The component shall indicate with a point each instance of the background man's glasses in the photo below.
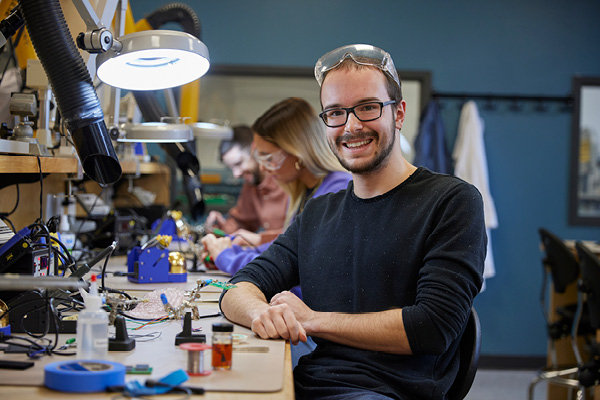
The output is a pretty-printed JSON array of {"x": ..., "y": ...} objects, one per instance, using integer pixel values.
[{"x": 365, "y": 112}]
■ ■ ■ ■ ■ ■ ■
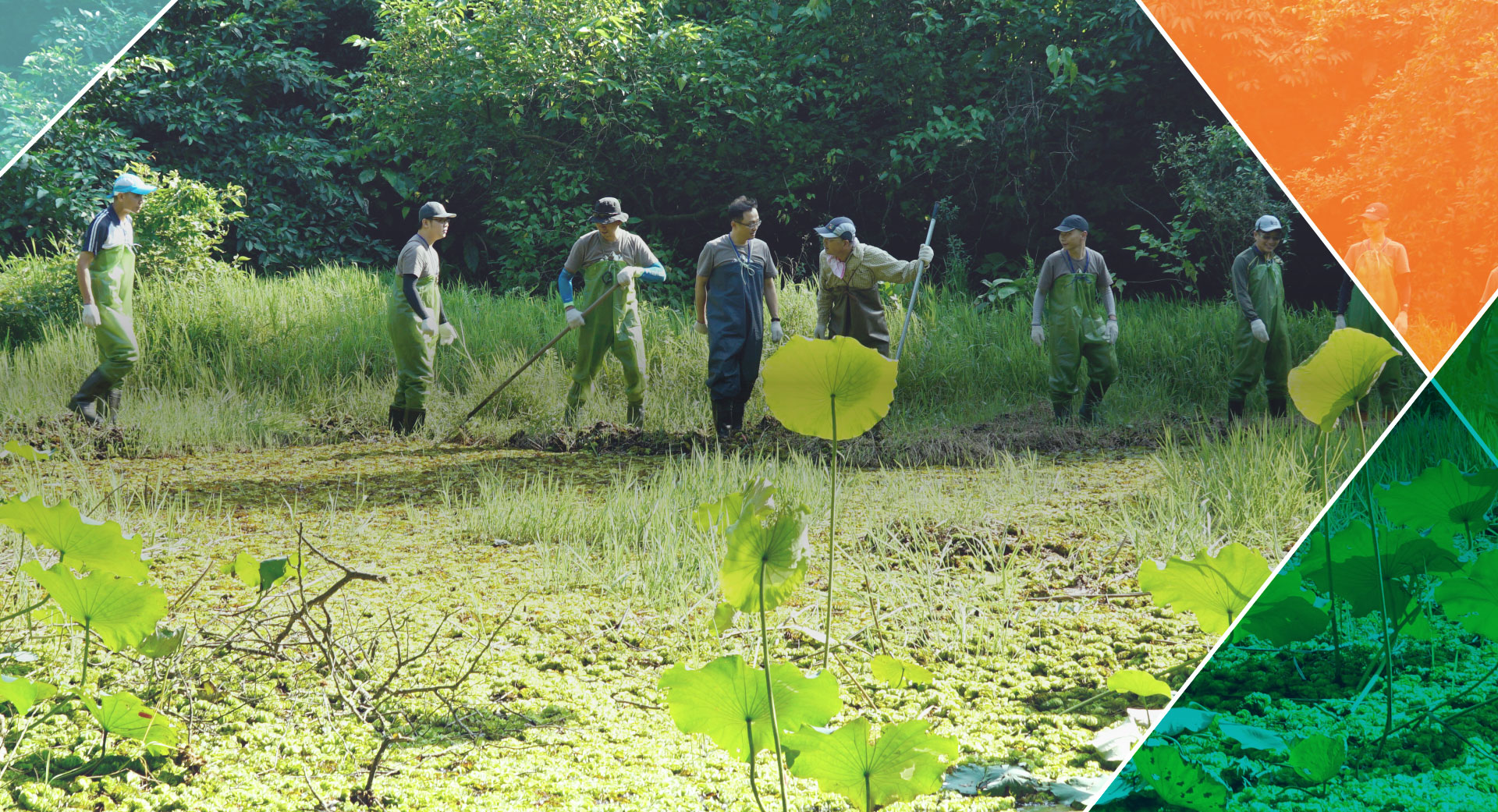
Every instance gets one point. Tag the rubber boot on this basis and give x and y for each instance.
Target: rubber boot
■ ■ ■ ■ ■ ■ ■
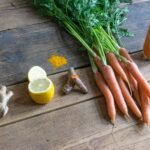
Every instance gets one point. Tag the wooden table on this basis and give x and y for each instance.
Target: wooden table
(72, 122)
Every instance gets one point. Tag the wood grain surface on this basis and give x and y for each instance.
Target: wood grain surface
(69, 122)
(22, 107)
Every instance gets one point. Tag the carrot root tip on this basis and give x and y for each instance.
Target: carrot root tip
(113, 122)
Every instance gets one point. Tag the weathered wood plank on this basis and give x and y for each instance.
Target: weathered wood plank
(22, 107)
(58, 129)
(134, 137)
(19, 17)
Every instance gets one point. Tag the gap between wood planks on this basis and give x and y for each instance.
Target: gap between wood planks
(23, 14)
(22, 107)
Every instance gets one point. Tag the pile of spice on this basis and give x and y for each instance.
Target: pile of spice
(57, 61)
■ ■ ■ ■ ■ ■ ■
** Task objective **
The task calls for all lines in the entries that hold "rubber".

** Result **
Every instance gets one point. Tag the rubber boot on this basis and give x and y for each instance.
Target: rubber boot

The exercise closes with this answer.